**Stored data**
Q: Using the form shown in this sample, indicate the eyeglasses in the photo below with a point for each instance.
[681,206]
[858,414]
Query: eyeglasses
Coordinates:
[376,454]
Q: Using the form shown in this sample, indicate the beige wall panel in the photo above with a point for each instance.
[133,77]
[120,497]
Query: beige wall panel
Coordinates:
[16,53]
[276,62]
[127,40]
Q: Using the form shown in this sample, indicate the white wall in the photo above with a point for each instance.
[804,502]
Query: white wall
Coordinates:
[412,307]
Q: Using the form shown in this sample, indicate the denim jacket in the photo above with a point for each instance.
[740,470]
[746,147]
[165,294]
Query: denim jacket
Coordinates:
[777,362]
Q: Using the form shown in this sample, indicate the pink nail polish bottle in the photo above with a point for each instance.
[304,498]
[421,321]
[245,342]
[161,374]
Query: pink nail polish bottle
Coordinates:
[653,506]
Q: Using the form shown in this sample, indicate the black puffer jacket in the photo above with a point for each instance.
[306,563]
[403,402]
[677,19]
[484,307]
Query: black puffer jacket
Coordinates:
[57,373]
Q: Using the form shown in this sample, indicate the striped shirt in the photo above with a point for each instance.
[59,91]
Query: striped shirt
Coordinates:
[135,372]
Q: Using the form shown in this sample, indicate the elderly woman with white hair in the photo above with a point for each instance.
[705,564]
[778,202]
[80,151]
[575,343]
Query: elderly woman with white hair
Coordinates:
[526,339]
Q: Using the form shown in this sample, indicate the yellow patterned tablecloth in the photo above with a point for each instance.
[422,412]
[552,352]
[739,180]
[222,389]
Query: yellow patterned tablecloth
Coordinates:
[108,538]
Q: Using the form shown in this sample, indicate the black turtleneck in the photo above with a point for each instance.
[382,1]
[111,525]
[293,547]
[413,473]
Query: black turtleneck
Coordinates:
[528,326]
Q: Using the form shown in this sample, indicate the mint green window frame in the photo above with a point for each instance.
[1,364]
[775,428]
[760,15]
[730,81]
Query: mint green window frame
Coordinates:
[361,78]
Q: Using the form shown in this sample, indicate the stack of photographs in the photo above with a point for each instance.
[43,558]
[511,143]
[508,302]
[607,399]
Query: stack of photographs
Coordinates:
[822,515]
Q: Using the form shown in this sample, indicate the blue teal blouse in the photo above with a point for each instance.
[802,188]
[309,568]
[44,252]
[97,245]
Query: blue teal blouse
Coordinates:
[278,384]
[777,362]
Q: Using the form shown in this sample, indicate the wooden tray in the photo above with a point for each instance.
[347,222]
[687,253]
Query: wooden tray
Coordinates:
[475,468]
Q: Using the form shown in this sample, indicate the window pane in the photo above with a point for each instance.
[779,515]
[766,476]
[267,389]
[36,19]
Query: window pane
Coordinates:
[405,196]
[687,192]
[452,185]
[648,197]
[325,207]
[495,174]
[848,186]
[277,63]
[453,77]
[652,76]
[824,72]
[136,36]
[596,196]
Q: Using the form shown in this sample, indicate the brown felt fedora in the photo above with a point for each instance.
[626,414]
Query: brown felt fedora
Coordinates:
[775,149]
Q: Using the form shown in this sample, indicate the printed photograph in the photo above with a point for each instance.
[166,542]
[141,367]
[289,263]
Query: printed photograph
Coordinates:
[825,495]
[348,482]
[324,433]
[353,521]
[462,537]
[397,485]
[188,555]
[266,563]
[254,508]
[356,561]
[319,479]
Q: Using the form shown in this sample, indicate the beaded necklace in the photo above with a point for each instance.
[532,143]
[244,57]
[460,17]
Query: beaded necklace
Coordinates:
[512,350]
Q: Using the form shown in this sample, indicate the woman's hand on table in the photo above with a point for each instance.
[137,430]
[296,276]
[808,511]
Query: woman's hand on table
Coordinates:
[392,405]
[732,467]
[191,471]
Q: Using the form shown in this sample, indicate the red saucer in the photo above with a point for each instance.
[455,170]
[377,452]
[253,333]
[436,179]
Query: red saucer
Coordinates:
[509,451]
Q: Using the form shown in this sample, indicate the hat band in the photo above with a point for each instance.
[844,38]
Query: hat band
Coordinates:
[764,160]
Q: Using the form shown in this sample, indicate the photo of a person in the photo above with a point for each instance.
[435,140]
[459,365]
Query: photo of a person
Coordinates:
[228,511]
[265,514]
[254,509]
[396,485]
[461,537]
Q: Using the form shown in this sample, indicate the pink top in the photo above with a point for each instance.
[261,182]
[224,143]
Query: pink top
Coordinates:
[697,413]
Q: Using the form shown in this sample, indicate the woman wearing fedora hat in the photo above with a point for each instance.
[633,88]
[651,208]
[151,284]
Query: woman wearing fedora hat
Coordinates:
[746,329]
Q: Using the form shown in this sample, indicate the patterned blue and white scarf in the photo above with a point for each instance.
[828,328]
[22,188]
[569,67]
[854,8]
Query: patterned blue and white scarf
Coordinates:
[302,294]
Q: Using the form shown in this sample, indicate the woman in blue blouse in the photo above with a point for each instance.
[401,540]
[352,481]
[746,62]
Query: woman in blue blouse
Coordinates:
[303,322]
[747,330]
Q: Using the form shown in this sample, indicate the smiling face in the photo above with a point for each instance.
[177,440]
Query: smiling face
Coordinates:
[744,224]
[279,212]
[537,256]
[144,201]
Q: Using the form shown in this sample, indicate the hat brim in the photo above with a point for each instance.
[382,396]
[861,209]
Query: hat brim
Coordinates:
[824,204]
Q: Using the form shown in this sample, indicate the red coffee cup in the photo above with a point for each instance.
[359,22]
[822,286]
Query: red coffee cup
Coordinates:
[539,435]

**Challenge**
Reproduce each entry word for word.

**Written response**
Q: Using the form shown in this sample, indicate the eyeglasses in the photo below with a point for each instance.
[681,206]
[858,414]
Query: eyeglasses
Coordinates:
[376,454]
Q: Using the form shown in this sample, indicate the beige wall panel in the photo above with a point for each instance.
[133,77]
[120,497]
Query: beige wall panel
Coordinates:
[16,53]
[276,62]
[127,40]
Q: Using the form shown in this sample, indicate the white wall in the photo above with a point for each instance.
[804,502]
Query: white wall
Coordinates:
[412,307]
Q: Using the form shown in this sample, indicate the denim jacket in the photo above with a point for each instance.
[740,470]
[746,147]
[165,294]
Query: denim jacket
Coordinates:
[777,362]
Q: Using the form shown in this sample, indicate the pink nail polish bottle in the photo above with a point for each instance.
[304,498]
[421,321]
[245,342]
[161,374]
Query: pink nail polish bottle
Coordinates:
[653,506]
Q: Using the form shown in this sample, indicate the black puffer jacket in the photo above with a point for each instance.
[306,563]
[403,402]
[677,19]
[484,307]
Query: black puffer jacket
Coordinates:
[57,373]
Q: Using the form shown in this sample, indicate the striped shirt in the photo above with a point for each instance.
[59,91]
Query: striped shirt
Coordinates:
[135,372]
Q: Using the form shown in this sample, indicate the elderly woman with white hair in the photo above with a point for each instance.
[705,564]
[778,202]
[80,151]
[575,343]
Query: elderly woman with white hair
Coordinates:
[526,339]
Q: Using the form shown in this sample, indicate the yellow patterned tablecloth in the photo above with a point for each instance.
[422,412]
[552,352]
[739,180]
[222,389]
Query: yellow patterned tablecloth
Coordinates:
[108,538]
Q: Using the form shown in this sample, indicate the black turtleneck in the photo above with a point for each instance.
[382,1]
[111,525]
[293,547]
[413,473]
Query: black turtleneck
Coordinates:
[528,326]
Q: Using the form shown in this sample, indicate the mint green window frame in the photo above with a point for each instance.
[1,364]
[775,428]
[760,15]
[730,81]
Query: mint green window frame
Coordinates:
[361,78]
Q: Using the form shown in this sample, indicate the stack of photographs in the photo above with a point for each instance.
[43,558]
[511,143]
[508,302]
[607,399]
Query: stack of photographs
Coordinates:
[822,515]
Q: Using the form shown in this sample, indicate the blue teal blouse in the photo above with a point for each instance.
[802,188]
[309,568]
[44,252]
[97,245]
Query: blue teal blouse
Coordinates:
[278,384]
[777,362]
Q: Using the form shown in this sample, indicate the wooden tray in the photo above with a point for each instance.
[347,222]
[687,253]
Query: wooden tray
Coordinates:
[475,468]
Q: Using the form shown in this sample, indicate the window pane in the photo above with a point for each instance.
[779,515]
[766,476]
[267,389]
[36,19]
Query: window pane
Coordinates:
[405,196]
[687,192]
[452,185]
[648,197]
[325,207]
[495,174]
[848,186]
[277,63]
[453,77]
[652,76]
[824,72]
[136,36]
[596,196]
Q: Using the form shown in this sample, indicate the brown felt fedora in the photo above with a point for each instance.
[626,414]
Query: brown felt fedora
Coordinates:
[775,149]
Q: Using the form shown in this sample, indicate the printed photograph in the photo above with a point for each instance.
[166,542]
[141,367]
[289,263]
Query: printed photograph
Coordinates:
[825,495]
[348,482]
[324,433]
[353,521]
[462,537]
[397,485]
[188,555]
[266,563]
[254,508]
[356,561]
[319,479]
Q: Using the form shown in this sample, indicate the beaded necklace in the photo above with a point for each instance.
[532,143]
[244,57]
[460,17]
Query: beaded necklace
Coordinates:
[512,350]
Q: Using the form shown in this sample, indicate the woman's hand on table in the photo above with a point for each instance.
[137,430]
[296,276]
[808,511]
Query: woman's hand on table
Coordinates:
[392,405]
[732,467]
[191,471]
Q: Using the form shown in this sample, indicate the red saucer in the photo above with a point for each instance.
[455,170]
[377,452]
[253,333]
[436,179]
Query: red saucer
Coordinates:
[509,451]
Q: Using the form shown in this sample, indicate the hat band in the photo above with a point for each instance.
[844,38]
Query: hat band
Coordinates:
[764,160]
Q: Using the form shown in this sample, indicate the photo of a person in the photo above with a point for each instance.
[435,140]
[459,365]
Query: photo of a person
Coordinates:
[228,511]
[265,514]
[254,509]
[396,485]
[461,537]
Q: Using the form shown in this sample, indicate the pink top in the photo above with a point for each instance.
[261,182]
[224,143]
Query: pink top
Coordinates:
[697,413]
Q: Using the form shown in this sample, indicate the woman wearing fedora hat in the photo above with a point for each instance.
[633,88]
[651,208]
[151,284]
Query: woman wearing fedora hat
Coordinates:
[746,329]
Q: Using the form shown in this sample, indicate the patterned blue and white scarf in the photo above with a point for each instance.
[828,328]
[22,188]
[569,67]
[854,8]
Query: patterned blue and white scarf
Coordinates:
[302,294]
Q: Using the form shown in this sample, indicate the woman in blue blouse in the photo above with a point for each instance.
[401,540]
[352,481]
[746,62]
Query: woman in blue blouse
Coordinates:
[303,322]
[747,330]
Q: Using the form shown in this sample, indicate the smiling face in the photo above with a point for each instance.
[177,440]
Query: smiling face
Coordinates:
[744,224]
[279,212]
[537,256]
[144,201]
Q: Using the form shown in this sample, indicate the hat brim in the photo above with a point for each instance.
[382,396]
[861,209]
Query: hat brim
Coordinates:
[824,204]
Q: Using the form shown in this sample, indicate the red coffee cup in the photo above with a point for each instance.
[359,22]
[822,286]
Query: red coffee cup
Coordinates:
[539,435]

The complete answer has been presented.